• _What is being asked_: Rewrite the lines of the records from the line containing "Practice. Find the grassy" through the line containing "point(676, 270)", both included, as a JSON list of strings with one string per line and no blank lines.

• _Items from a data source_:

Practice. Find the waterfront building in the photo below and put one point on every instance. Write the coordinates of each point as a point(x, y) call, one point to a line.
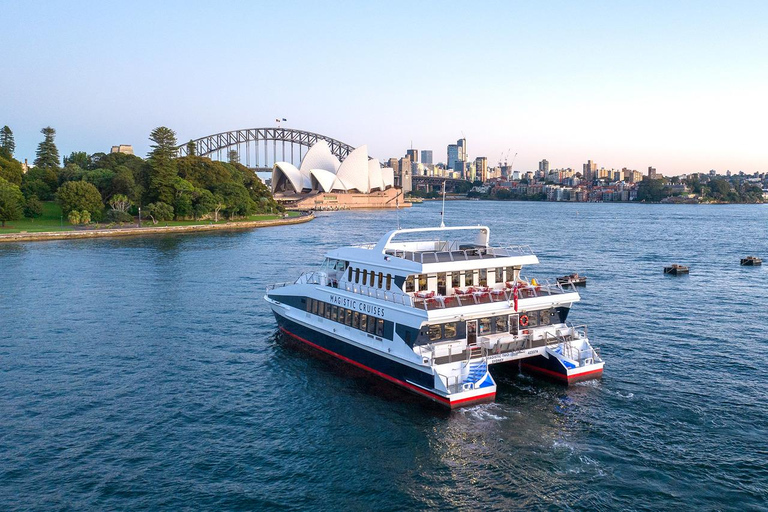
point(589, 170)
point(125, 149)
point(481, 167)
point(453, 155)
point(324, 182)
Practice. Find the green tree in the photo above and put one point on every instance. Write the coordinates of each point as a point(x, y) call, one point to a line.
point(80, 195)
point(36, 188)
point(79, 158)
point(11, 202)
point(159, 211)
point(10, 168)
point(33, 208)
point(6, 140)
point(47, 155)
point(162, 164)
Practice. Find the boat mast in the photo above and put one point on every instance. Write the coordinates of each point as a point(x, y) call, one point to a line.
point(442, 212)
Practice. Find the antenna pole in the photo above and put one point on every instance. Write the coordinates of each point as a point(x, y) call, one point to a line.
point(442, 212)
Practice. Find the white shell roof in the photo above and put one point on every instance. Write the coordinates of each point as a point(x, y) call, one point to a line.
point(354, 170)
point(319, 156)
point(321, 170)
point(325, 179)
point(374, 175)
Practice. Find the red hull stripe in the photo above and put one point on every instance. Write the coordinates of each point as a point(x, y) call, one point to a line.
point(559, 375)
point(399, 382)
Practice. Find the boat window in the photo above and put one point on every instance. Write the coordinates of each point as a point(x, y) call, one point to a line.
point(441, 287)
point(514, 324)
point(484, 325)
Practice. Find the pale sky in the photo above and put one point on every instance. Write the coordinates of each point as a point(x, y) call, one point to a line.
point(682, 86)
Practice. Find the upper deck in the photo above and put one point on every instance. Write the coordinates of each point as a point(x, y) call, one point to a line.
point(431, 248)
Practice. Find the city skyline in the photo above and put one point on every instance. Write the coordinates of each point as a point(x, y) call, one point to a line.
point(676, 87)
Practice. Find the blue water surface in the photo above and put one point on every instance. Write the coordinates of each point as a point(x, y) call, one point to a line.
point(147, 374)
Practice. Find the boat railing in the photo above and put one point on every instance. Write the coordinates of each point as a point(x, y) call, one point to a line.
point(466, 254)
point(378, 293)
point(543, 288)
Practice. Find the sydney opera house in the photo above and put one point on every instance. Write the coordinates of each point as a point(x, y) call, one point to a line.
point(323, 182)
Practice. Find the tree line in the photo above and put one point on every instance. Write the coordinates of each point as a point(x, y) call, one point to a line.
point(113, 186)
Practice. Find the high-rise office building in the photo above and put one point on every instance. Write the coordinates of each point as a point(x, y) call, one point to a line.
point(590, 171)
point(462, 147)
point(453, 155)
point(481, 168)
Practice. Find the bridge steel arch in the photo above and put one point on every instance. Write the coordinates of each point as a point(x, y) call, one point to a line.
point(256, 137)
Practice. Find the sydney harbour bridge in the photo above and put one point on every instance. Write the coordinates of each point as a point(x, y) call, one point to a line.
point(260, 148)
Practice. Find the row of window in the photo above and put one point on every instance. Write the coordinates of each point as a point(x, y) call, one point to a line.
point(370, 278)
point(354, 319)
point(493, 325)
point(479, 277)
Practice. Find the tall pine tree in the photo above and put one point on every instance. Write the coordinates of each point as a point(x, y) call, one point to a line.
point(47, 156)
point(162, 164)
point(6, 140)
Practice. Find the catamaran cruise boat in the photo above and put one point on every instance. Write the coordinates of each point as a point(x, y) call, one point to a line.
point(432, 309)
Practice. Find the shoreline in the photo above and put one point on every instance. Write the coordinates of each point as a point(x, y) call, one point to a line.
point(151, 230)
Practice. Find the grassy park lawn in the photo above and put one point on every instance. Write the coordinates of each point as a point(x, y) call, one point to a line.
point(51, 220)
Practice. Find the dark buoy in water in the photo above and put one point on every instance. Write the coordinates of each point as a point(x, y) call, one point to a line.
point(676, 270)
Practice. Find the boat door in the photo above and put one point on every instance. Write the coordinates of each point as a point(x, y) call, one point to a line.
point(471, 333)
point(514, 324)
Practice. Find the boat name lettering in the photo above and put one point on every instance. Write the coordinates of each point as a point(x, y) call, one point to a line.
point(368, 309)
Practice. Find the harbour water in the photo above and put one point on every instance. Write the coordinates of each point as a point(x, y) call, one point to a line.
point(147, 374)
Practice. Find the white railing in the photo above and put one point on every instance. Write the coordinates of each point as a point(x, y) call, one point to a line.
point(462, 254)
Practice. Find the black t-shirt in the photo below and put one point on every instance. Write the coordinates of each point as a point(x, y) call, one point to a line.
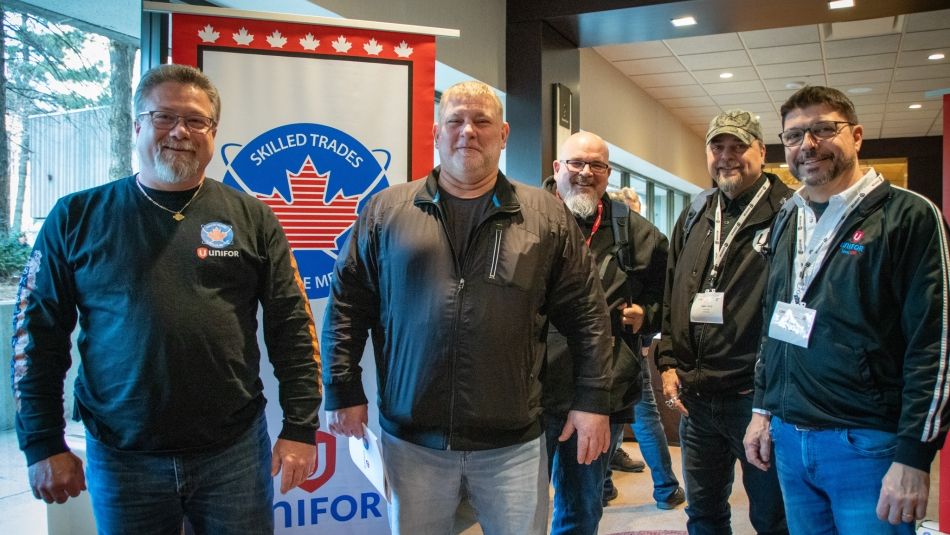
point(462, 217)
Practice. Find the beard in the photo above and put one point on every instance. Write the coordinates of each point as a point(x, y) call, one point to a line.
point(174, 168)
point(581, 204)
point(839, 167)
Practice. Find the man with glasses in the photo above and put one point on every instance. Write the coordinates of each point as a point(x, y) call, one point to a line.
point(630, 256)
point(164, 271)
point(852, 371)
point(711, 322)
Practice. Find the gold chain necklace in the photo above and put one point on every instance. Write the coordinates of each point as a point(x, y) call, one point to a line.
point(177, 215)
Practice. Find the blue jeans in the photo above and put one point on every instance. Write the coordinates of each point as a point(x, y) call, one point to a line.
point(578, 488)
point(648, 429)
point(711, 439)
point(506, 487)
point(831, 478)
point(227, 491)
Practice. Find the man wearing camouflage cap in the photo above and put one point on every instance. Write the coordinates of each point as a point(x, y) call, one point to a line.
point(712, 320)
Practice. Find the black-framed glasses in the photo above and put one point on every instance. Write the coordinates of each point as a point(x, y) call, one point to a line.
point(576, 166)
point(165, 120)
point(821, 131)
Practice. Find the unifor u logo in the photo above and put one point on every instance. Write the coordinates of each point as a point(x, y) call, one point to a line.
point(316, 179)
point(326, 462)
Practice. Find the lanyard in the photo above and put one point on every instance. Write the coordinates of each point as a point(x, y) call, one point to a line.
point(597, 221)
point(807, 264)
point(719, 251)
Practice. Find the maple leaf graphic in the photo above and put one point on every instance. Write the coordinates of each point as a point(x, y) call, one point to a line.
point(208, 35)
point(242, 37)
point(403, 50)
point(341, 45)
point(372, 47)
point(276, 40)
point(309, 43)
point(309, 221)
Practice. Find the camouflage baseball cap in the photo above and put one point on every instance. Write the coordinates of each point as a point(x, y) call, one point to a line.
point(739, 123)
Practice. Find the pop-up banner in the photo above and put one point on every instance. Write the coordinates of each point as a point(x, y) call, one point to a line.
point(315, 119)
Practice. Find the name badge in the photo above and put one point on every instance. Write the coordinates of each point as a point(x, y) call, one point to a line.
point(706, 308)
point(792, 323)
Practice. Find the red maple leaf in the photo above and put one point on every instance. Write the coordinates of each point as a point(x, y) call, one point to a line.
point(308, 221)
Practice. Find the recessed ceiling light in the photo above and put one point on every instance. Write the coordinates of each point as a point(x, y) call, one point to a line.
point(840, 4)
point(683, 21)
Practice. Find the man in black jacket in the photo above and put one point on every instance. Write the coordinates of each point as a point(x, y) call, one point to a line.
point(852, 369)
point(457, 276)
point(711, 324)
point(630, 255)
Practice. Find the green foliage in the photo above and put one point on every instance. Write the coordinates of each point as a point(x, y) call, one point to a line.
point(13, 256)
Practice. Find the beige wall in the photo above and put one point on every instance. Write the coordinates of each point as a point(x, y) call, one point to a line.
point(616, 109)
point(479, 52)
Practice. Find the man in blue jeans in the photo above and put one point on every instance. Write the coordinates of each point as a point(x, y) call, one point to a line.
point(169, 388)
point(852, 370)
point(711, 323)
point(630, 255)
point(651, 438)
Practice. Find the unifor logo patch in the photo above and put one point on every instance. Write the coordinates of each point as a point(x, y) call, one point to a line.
point(315, 178)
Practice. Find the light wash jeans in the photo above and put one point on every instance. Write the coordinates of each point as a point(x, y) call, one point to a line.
point(507, 487)
point(831, 478)
point(223, 492)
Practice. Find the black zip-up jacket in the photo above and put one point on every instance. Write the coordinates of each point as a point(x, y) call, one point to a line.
point(877, 355)
point(646, 253)
point(723, 360)
point(459, 342)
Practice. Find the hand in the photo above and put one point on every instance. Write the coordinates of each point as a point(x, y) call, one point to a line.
point(758, 442)
point(297, 459)
point(904, 492)
point(671, 390)
point(348, 422)
point(593, 434)
point(632, 316)
point(57, 478)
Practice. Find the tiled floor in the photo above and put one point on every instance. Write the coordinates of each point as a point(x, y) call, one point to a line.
point(21, 514)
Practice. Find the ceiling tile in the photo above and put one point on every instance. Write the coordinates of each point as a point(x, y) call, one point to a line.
point(785, 54)
point(716, 60)
point(862, 47)
point(649, 66)
point(861, 63)
point(780, 36)
point(649, 49)
point(920, 85)
point(925, 40)
point(734, 87)
point(911, 58)
point(925, 71)
point(780, 83)
point(739, 74)
point(860, 77)
point(784, 70)
point(687, 102)
point(931, 20)
point(742, 100)
point(705, 43)
point(658, 80)
point(677, 91)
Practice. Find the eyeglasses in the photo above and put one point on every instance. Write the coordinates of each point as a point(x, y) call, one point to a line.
point(821, 131)
point(164, 120)
point(576, 166)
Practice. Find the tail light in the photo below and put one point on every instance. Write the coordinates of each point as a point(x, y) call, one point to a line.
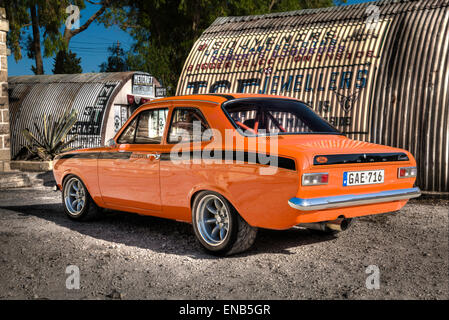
point(315, 179)
point(409, 172)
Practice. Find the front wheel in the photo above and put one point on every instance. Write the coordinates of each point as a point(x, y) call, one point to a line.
point(218, 226)
point(77, 202)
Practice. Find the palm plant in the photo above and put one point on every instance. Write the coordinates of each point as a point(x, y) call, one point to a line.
point(51, 140)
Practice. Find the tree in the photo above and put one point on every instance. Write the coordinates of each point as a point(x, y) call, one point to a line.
point(66, 62)
point(45, 17)
point(165, 30)
point(117, 61)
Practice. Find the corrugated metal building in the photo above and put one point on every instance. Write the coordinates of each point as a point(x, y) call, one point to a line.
point(104, 101)
point(379, 71)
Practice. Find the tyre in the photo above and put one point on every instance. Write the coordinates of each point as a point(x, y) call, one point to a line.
point(218, 226)
point(77, 202)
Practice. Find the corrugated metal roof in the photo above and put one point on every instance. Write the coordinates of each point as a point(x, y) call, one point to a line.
point(73, 78)
point(397, 95)
point(91, 94)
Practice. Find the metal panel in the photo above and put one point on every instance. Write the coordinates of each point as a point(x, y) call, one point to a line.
point(91, 94)
point(388, 85)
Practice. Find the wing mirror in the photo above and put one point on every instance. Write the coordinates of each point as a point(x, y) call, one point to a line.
point(110, 143)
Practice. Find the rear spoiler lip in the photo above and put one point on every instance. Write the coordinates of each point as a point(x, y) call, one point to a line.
point(320, 160)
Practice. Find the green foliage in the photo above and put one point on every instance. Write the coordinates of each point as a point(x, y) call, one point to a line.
point(51, 17)
point(117, 60)
point(66, 63)
point(165, 30)
point(51, 140)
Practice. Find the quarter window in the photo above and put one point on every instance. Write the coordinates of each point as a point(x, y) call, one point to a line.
point(127, 136)
point(146, 128)
point(187, 125)
point(150, 128)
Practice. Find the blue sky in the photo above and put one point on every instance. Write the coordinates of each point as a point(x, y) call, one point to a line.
point(90, 45)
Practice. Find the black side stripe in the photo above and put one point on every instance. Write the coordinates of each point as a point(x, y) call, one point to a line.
point(247, 157)
point(115, 155)
point(97, 155)
point(82, 155)
point(359, 158)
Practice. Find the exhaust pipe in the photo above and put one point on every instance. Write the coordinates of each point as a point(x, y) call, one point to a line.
point(340, 224)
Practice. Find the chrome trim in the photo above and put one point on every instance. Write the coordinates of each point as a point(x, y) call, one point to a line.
point(312, 174)
point(351, 200)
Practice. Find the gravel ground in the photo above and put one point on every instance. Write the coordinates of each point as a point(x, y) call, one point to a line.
point(127, 256)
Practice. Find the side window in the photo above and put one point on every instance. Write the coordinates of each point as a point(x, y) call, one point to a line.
point(128, 134)
point(150, 128)
point(187, 125)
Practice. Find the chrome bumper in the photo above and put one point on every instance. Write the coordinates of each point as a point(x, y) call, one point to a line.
point(351, 200)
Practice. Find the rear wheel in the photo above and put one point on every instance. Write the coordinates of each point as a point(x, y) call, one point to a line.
point(78, 204)
point(218, 226)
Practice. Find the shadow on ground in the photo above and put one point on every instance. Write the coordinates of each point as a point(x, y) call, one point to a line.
point(163, 235)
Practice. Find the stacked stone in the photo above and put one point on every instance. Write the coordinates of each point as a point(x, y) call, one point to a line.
point(5, 155)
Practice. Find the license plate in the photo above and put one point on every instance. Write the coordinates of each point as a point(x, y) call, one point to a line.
point(357, 178)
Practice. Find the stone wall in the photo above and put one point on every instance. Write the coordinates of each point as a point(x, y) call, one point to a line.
point(5, 154)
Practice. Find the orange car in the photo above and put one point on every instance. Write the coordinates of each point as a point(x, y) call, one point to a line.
point(230, 164)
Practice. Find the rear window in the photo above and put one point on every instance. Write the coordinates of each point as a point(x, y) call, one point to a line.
point(259, 116)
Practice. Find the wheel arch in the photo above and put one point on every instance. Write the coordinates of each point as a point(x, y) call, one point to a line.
point(195, 192)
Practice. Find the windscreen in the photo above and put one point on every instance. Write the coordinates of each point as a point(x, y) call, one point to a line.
point(259, 116)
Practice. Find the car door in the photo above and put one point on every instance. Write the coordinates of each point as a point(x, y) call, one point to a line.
point(128, 173)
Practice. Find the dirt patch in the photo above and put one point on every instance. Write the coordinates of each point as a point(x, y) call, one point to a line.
point(127, 256)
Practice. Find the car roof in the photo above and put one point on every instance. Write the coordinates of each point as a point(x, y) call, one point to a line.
point(216, 97)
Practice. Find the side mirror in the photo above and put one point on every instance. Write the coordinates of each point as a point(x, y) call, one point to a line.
point(110, 143)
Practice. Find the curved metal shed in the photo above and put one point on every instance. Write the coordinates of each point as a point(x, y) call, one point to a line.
point(379, 71)
point(101, 100)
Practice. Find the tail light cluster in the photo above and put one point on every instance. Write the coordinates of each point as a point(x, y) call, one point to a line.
point(409, 172)
point(315, 179)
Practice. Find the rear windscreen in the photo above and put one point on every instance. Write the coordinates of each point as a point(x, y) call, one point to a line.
point(258, 116)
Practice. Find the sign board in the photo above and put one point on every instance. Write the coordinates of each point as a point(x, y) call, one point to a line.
point(143, 85)
point(161, 92)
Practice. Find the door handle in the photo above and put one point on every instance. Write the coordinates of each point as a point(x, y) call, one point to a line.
point(156, 156)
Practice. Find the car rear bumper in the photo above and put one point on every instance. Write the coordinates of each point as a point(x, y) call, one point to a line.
point(352, 200)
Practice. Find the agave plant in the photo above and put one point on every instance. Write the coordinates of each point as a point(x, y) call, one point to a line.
point(51, 140)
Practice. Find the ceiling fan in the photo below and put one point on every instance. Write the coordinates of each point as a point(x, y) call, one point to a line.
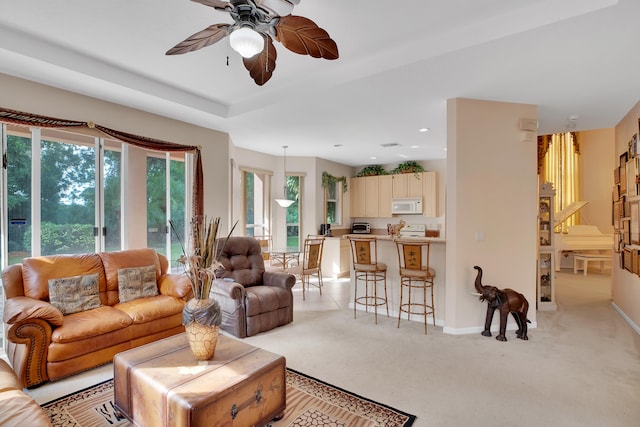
point(256, 24)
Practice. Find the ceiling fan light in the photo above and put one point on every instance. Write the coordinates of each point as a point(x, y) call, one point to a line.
point(285, 203)
point(246, 41)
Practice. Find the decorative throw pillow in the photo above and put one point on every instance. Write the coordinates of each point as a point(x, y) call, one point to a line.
point(137, 282)
point(75, 294)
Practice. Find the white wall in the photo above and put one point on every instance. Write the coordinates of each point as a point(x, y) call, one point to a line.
point(625, 285)
point(597, 160)
point(491, 207)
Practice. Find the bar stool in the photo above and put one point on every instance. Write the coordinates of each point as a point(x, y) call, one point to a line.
point(415, 273)
point(367, 269)
point(311, 263)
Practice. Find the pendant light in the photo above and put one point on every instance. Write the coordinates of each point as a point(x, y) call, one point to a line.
point(285, 203)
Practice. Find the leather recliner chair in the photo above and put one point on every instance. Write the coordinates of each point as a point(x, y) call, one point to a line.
point(252, 299)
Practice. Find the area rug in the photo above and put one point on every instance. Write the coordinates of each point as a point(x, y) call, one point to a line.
point(310, 402)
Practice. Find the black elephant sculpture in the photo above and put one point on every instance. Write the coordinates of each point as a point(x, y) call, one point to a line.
point(506, 301)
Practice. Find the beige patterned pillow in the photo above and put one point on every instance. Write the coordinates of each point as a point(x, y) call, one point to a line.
point(75, 294)
point(137, 282)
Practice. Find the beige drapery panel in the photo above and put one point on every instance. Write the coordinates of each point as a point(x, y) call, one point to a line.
point(559, 163)
point(28, 119)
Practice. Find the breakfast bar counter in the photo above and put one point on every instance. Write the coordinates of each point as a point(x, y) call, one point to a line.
point(388, 254)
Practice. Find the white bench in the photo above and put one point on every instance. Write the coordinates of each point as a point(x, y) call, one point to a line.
point(585, 258)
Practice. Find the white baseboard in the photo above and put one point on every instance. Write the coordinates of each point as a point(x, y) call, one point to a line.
point(511, 325)
point(626, 318)
point(478, 329)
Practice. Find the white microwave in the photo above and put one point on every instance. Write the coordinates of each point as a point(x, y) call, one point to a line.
point(406, 206)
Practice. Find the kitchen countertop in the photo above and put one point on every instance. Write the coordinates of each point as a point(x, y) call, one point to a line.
point(385, 237)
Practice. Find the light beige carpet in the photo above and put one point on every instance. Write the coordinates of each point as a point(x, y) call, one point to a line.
point(310, 402)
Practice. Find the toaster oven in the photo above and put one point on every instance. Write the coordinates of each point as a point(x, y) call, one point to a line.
point(360, 228)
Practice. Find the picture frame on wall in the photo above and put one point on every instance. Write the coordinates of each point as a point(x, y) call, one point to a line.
point(617, 215)
point(634, 226)
point(633, 146)
point(632, 175)
point(626, 236)
point(623, 173)
point(627, 259)
point(617, 241)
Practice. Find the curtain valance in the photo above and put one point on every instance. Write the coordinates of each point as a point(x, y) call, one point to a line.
point(28, 119)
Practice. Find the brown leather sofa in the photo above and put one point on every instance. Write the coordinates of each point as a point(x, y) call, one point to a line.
point(43, 344)
point(252, 300)
point(18, 409)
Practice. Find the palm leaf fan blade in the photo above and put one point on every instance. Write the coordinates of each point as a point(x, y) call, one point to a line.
point(204, 38)
point(261, 66)
point(217, 4)
point(303, 36)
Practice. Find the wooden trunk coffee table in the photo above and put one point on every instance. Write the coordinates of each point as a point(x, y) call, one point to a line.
point(161, 384)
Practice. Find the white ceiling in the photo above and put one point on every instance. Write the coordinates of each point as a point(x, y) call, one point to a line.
point(399, 63)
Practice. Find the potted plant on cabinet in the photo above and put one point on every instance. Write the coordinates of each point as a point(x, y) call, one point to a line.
point(372, 170)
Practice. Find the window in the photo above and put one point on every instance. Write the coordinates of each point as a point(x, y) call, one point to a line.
point(293, 190)
point(255, 186)
point(165, 201)
point(333, 197)
point(560, 165)
point(17, 203)
point(61, 193)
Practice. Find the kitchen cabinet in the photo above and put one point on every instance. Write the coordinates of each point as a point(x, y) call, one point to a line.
point(385, 194)
point(430, 194)
point(335, 257)
point(408, 185)
point(357, 193)
point(371, 195)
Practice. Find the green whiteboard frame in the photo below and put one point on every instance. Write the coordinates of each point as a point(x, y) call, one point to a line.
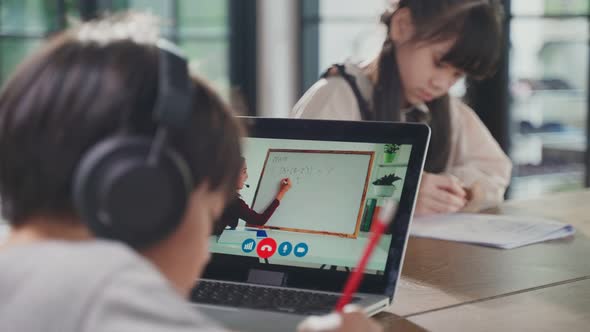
point(371, 154)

• _Result of the task_:
[
  "Practice. Find the grassy park lawn in the photo above and put one point on every instance. Write the coordinates of each point as a point(x, y) call, one point to a line.",
  "point(51, 220)",
  "Practice. Find the dark buoy in water in the photo above and put one point on every instance. Write the coordinates of each point as a point(x, y) call, one point to a line.",
  "point(676, 270)"
]